● **PROBLEM TO WORK ON**: What is needed here is a verbatim copy of the records that follow.

● **EXCERPTED RECORDS**:

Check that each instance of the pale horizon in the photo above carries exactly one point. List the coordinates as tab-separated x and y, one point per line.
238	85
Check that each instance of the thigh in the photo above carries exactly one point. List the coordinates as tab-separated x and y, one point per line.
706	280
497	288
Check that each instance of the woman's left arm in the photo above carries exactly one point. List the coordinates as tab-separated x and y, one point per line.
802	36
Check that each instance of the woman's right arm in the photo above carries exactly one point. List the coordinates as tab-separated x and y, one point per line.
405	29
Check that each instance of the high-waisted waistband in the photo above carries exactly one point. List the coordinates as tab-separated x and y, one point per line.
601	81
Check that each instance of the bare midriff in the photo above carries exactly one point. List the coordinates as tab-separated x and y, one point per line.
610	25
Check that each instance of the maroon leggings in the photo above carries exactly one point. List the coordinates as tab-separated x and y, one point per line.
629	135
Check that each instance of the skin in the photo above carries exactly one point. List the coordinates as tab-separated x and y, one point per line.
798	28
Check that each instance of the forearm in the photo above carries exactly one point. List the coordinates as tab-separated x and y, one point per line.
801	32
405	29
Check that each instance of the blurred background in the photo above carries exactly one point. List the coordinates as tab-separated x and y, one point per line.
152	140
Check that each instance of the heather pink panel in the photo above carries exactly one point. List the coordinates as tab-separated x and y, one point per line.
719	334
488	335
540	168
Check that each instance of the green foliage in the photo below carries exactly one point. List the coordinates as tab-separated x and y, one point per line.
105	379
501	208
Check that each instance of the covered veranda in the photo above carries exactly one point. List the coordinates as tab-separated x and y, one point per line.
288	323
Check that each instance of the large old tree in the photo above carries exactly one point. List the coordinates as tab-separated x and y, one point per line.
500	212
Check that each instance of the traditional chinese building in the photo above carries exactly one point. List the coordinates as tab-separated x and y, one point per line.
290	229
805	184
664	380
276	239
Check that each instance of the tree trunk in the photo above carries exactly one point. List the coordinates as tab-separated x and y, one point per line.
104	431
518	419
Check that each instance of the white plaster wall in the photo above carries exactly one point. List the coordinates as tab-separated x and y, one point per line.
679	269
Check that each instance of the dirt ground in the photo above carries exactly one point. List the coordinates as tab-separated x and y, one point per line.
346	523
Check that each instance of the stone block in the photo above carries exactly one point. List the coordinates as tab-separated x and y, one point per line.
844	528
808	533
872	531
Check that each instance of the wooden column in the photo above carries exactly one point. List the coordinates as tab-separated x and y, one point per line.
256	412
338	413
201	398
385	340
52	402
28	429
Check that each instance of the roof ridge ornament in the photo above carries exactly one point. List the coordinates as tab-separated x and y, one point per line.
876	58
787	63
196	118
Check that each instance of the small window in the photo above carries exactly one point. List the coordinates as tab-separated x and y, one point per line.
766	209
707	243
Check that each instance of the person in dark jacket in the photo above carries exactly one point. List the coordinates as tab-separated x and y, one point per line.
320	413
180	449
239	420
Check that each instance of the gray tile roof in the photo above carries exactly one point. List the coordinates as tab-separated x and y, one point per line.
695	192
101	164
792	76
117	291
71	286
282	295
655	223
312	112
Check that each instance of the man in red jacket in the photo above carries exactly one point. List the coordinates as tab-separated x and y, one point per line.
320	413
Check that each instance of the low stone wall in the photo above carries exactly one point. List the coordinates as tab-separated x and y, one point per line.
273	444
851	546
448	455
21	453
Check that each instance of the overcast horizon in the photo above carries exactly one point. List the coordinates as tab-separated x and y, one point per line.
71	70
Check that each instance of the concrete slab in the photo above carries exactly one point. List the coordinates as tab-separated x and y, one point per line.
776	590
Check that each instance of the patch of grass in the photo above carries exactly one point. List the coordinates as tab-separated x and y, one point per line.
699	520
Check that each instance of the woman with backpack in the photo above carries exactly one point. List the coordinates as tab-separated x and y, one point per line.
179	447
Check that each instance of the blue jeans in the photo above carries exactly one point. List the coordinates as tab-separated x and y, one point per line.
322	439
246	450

● **EXERCISE SOLUTION**:
Check that each instance of the pale horizon in the photo above carries exactly one point. List the coordinates as tab-separated x and y, one point per line.
238	85
Check that each instance of the thigh in the photo above carries exactly one point. List the coordinates as tab-separated x and y, one point per line.
706	280
497	288
Check that each instance of the woman's left arm in the photo above carries exactly one point. List the coordinates as tab-separated x and y, one point per line.
802	36
Check that each instance of the woman's right arm in the photo above carries exactly one point. List the coordinates as tab-separated x and y, one point per line.
405	29
Check that each instance of the high-waisted waistband in the photo above carries exactly one point. List the coordinates as tab-separated x and y, one point per line.
601	81
Check that each instance of the bare midriff in the photo above carries exactly one point. List the coordinates as tab-separated x and y, one point per line.
610	25
Check that each instance of the maroon leggings in the photo above carries exactly one point. List the coordinates as tab-separated x and y, one point per line.
629	135
Check that each instance of the skin in the photo above carries exactly one point. List the coordinates as tab-separated x and y, one point per line.
798	28
Check that each instance of the forearm in the photo above carries exactly one point. List the coordinates as tab-separated x and y, one point per line.
801	32
405	29
Check that each instance of the blurred background in the photo above carries exactly one point. List the coordinates as tab-separated x and y, one point per line.
152	140
Check that each instance of the heather pink panel in the photo above carries exactly one point. List the coordinates as tab-separated x and y, one point per line.
719	334
488	335
540	168
Check that each instance of the green foliage in the photo below carries exactly one point. List the coordinates as tab-separated x and y, one point per line.
105	379
501	208
Check that each instance of the covered veranda in the photo above carries exactly one point. List the coordinates as tab-separated x and y, one point per line.
288	323
Check that each instance of the large old tree in the photo above carries exactly one point. List the coordinates as tab-separated x and y, one point per line.
500	212
Check that each instance of the traditional chinese building in the photo above carries exactly one point. List the coordinates as tab-separated x and y, one point per line.
290	229
805	184
664	380
276	239
Check that each instance of the tree trunk in the photo above carries exactly one point. List the coordinates as tab-separated x and y, one point per line.
104	431
518	419
Check that each instance of the white plaster wall in the photo above carries exactly one point. List the coordinates as tab-separated x and y, one point per line.
679	269
Check that each instance of the dirt ground in the photo above carries exactly one point. List the coordinates as tab-separated x and y, one point per line.
346	523
Check that each instance of the stone block in the photo above carries exactly one point. List the coordinates as tab-separated x and y, one point per line.
844	528
808	533
872	531
Check that each instance of the wooden column in the photo above carries exactly one point. List the coordinates as tab-separated x and y, one point per line.
256	412
338	413
201	398
385	340
52	402
28	429
Check that each instance of the roof ridge ornament in the photo above carries exactly one point. List the coordinates as tab-separated x and y, one point per line.
876	58
787	63
196	118
Check that each instance of the small window in the photo above carries exactly one point. List the coordinates as tab-separated x and y, one point per line.
766	209
707	243
Check that each instance of the person in dark jacket in the photo above carries exactly one point. List the coordinates as tab-separated x and y, one point per line.
320	413
180	449
239	420
Check that each instance of the gray tile roof in the photo above carries exactly one point. List the coordinates as tab-separated x and y, one point per line.
695	192
101	164
792	76
117	291
71	286
282	295
655	223
312	112
Check that each instance of the man in red jacket in the photo above carries exactly one point. List the coordinates as tab-separated x and y, one point per line.
320	413
Check that each instance of the low stone wall in the photo above carries exactly one point. List the coordinates as tab-separated x and y, one point per line.
273	444
851	546
448	455
21	453
Check that each instance of the overcast horizon in the photo above carries exactly one point. List the coordinates as tab-separated x and y, one point per line.
71	70
Check that each instance of the concrete slab in the photo above carries exactly one point. List the coordinates as tab-separated x and y, one point per line.
776	590
Check that each instance of the patch of grass in the photo above carries exactly one point. List the coordinates as tab-separated x and y, one point per line.
699	520
Check that each instance of the woman with backpack in the photo above carries exactly one point. List the coordinates as tab-separated x and y, one point per line.
179	447
Check that each instance of the blue jeans in the photo above carries exactly one point. List the coordinates as tab-separated x and y, one point per line.
322	439
246	450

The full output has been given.